> WORK TO DO: Would you quote every entry exactly, dropping only the pictures?

Point annotation records
########################################

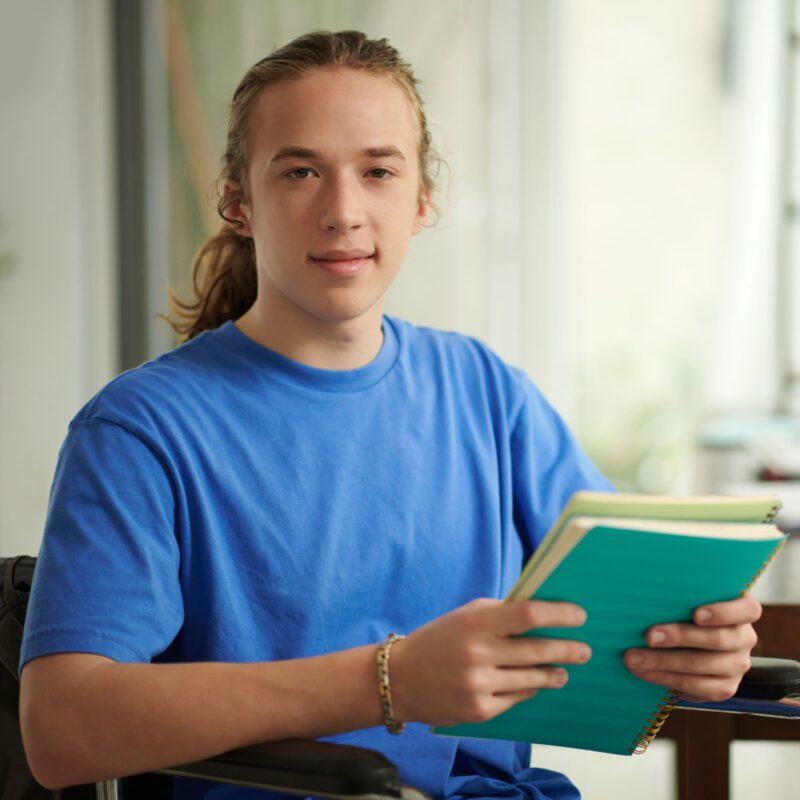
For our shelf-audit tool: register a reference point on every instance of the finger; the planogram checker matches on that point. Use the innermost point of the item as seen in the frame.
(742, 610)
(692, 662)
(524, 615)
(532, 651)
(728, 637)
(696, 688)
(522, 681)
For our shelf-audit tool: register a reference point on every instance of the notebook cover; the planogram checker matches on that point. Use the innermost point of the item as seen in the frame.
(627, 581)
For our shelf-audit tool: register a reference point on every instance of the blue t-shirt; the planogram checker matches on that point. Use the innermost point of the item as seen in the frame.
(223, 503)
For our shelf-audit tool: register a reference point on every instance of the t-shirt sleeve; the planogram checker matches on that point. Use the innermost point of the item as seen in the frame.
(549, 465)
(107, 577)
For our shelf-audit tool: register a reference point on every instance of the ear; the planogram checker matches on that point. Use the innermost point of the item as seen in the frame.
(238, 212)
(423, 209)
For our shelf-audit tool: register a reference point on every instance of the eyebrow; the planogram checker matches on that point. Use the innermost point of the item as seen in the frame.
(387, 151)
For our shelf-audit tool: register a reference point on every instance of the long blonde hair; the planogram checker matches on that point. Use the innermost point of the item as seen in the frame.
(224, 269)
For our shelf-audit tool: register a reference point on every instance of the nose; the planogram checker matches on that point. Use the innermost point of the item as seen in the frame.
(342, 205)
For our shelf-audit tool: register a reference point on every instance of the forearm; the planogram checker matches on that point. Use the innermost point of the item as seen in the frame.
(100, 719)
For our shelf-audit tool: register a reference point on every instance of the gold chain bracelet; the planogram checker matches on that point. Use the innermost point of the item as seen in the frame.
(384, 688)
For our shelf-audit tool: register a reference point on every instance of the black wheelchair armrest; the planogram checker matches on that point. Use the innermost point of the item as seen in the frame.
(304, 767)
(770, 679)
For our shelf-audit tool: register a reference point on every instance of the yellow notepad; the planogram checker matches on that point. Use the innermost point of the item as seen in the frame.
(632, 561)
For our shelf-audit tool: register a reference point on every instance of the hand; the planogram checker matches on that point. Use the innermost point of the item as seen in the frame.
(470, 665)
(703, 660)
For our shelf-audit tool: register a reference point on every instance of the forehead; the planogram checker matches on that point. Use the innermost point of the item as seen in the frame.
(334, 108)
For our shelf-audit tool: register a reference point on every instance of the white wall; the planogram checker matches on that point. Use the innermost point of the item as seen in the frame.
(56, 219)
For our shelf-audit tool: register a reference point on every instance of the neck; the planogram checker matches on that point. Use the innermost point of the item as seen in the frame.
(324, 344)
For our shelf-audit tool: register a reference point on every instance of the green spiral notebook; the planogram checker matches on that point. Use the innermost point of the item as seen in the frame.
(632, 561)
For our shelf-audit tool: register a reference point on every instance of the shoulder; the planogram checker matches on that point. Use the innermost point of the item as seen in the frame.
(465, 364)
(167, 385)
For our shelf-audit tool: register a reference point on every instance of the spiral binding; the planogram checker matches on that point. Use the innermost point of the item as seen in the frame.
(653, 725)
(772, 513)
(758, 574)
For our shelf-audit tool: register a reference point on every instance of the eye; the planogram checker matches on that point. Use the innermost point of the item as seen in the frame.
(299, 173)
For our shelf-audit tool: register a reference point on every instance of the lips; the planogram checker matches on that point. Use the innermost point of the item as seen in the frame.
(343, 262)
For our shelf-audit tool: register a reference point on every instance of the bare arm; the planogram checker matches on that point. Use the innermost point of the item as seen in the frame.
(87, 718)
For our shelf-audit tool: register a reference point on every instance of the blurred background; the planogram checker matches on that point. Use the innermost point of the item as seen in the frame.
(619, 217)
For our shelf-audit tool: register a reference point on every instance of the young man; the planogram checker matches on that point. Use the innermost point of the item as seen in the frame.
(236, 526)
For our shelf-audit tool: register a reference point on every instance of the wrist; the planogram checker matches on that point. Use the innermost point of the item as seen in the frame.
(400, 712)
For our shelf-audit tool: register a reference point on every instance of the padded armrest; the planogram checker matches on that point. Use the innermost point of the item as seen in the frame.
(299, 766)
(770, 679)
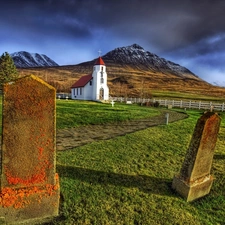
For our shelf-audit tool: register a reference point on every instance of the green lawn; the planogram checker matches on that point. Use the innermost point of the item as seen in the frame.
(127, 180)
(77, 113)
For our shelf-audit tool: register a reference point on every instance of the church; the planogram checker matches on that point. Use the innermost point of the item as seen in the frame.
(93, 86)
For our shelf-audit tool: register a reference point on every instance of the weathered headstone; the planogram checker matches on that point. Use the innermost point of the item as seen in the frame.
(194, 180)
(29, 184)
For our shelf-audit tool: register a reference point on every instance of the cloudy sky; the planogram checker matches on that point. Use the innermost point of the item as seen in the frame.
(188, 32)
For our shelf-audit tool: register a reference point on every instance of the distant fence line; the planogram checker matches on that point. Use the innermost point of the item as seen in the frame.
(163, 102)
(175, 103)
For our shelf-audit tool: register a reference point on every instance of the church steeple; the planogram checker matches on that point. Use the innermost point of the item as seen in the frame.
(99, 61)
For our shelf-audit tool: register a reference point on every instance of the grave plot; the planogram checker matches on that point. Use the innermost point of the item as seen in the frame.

########################################

> RESPONSE TO THIS TASK:
For our shelf-audit tool: register a reference point on every instance of the finger; the planogram checker matches on that point. Use the innermost point of the item as seen in the frame.
(742, 610)
(692, 662)
(524, 615)
(532, 651)
(728, 637)
(696, 688)
(522, 681)
For our shelf-audit tool: register a reference point on every instance of the notebook cover; the planogram checker matches on that point. Use the innermost point of the item as seen in the frame.
(627, 581)
For our shelf-audit tool: register a reference point on every instance of the blue t-shirt; the planogram checker matches on that point. Use the innermost point of the item as seen in the frame.
(223, 503)
For our shelf-audit tool: register a reference point on every instance of the t-shirt sleeve; the planogram checker matches on that point. Use the innermost point of the item as seen in the frame.
(549, 465)
(107, 577)
For our shelf-audit tool: register a reference point on every instance of the ear; the planogram checker matches on that point. Use the innermost point of the item as seen in the frame.
(238, 212)
(423, 209)
For our shelf-audit tool: register a reference point on every instance of the eyebrow; the planogram checker matches on that point. Use the innermost point of the item as seen in the frame.
(387, 151)
For our shelf-audit tool: register a reference point on every instance of the long blonde hair; the planogram checker matches on that point. Use the innermost point of the item as seen in the frame.
(224, 269)
For our shelf-audit tool: register a reference point on every instance of the nose; the planogram checker matches on that point. Use the innermost point of the item as seen in the frame.
(342, 205)
For our shelf-audit tool: register a reference point on every instance of the forearm; the planogram checker matches on that point. Use the innermost point of the item as seen in the frame.
(100, 719)
For our shelf-audit tool: register a reference point on every instance of the gold chain bracelet; the planogram checker matches on that point. Use the innermost point of the item as seen in the frame.
(384, 688)
For our shelf-audit tool: register a reference point on every instance of the black wheelchair armrest; the planogram checker matches on that point. Use the innermost point of the item as seen in the frame.
(304, 767)
(770, 679)
For our shelf-audit tool: register a reference point on every instance of the yellow notepad; the planogram checker matches on that point. Use the innermost point of the item as seen in the frame.
(632, 561)
For our shelf-audit tool: register a reference point on every instance of the hand; the planogram checker matches on that point. Use the innermost point of the item as seen in the frame.
(470, 665)
(703, 660)
For our shelf-audit tool: register a reference point on every instance of the forehead; the planogram checker matches on that point. Use the innermost point of the item as seen in the frame.
(334, 108)
For our shelf-audit tool: register a reference point on every instance of the white wall; the planogram checker matches on that point. Use the innermost point of the item as seen in the frame.
(56, 219)
For our shelf-audit tool: register a reference point on every instance of the neck; the planogram checker matches on that point. Use the innermost point of the item as seen in the frame.
(324, 344)
For our shelf-audit tool: register a reference point on every instance of the green spiral notebook; the planogram checker matches on that point. Use the innermost point of the item as seen in the frame.
(632, 561)
For our shelf-audit tool: register a reference point on every instance of the shoulder; the planogram checker matches on that point. Use the innermost point of the item as seen in the frame.
(465, 364)
(167, 385)
For our shelf-audit tool: register a reference point on every instance of the spiral binding; the planogram checker matches on that point. Use the innermost point of the item as seen in the frame.
(653, 725)
(772, 513)
(758, 574)
For our shelf-audit tool: register a reference point on every instance of the eye; the planogram checker matches on that point. Use the innermost point of the item as seen in the frame.
(299, 173)
For our shelf-audit tool: register a reference point on every instance of the lips; the planogram checker matches on that point. Use the innermost point of the item as seen in the frame.
(343, 262)
For our shelf-audit tool: register a reference point on every instance of the bare arm; the planogram checker matches on that point. Use the innermost point of the item as seen in the frame.
(87, 718)
For our shelf-audit tool: register a reference point on every instance of the blurred background; the planogram checker matches on that point. Use the innermost point of the item as seen in the frame.
(619, 217)
For our shelf-audit tool: register a reference point on every instance of the young man; the planogram checker matches on that point. Use the innermost point of the item as seen in the frame.
(236, 526)
For our shelf-audit tool: register a reference point on every instance of the wrist; the planogram checker matches on that point. Use the innermost point of the item as seen in the frame.
(400, 712)
For our shelf-audit tool: register a reference point on every instance of the padded armrest; the planogram checker matches on that point. Use the innermost point of the item as seen in the frame.
(299, 766)
(770, 679)
For our shelf-audit tool: register a reference point on every instance of the green lawn; the planogram checker matches on that point. Use the innermost point of the item as seen in the frame.
(127, 180)
(77, 113)
For our shelf-audit tool: register a reference point on every instance of the church; the planogram checker matches on that point. Use the innermost point of the item as seen in the frame.
(93, 86)
For our shelf-audit tool: register a reference point on every instance of the weathered headstone; the planogram checker matches on that point. Use the innermost point of the item as seen in the frame.
(194, 180)
(29, 184)
For our shelf-audit tool: register a reference point on every instance of the cloudy sky; the planogram checker matches on that point. Use the innermost point of the item as seen in the frame.
(188, 32)
For our shelf-audit tool: register a reference point on every instance of the distant fence line; the planogram checker matches on that point. Use the innermost point of the item as seen in the frame.
(163, 102)
(175, 103)
For our shelf-audit tool: register a reference point on every instance of the church steeple; the planogram checker matches on that point. Use the innermost point of the item as seen in the frame.
(99, 61)
For our shelf-audit tool: register a reference point on every instance of the grave plot; the planogram checker matches on that point. Use the innermost point of the item as seen in the frame.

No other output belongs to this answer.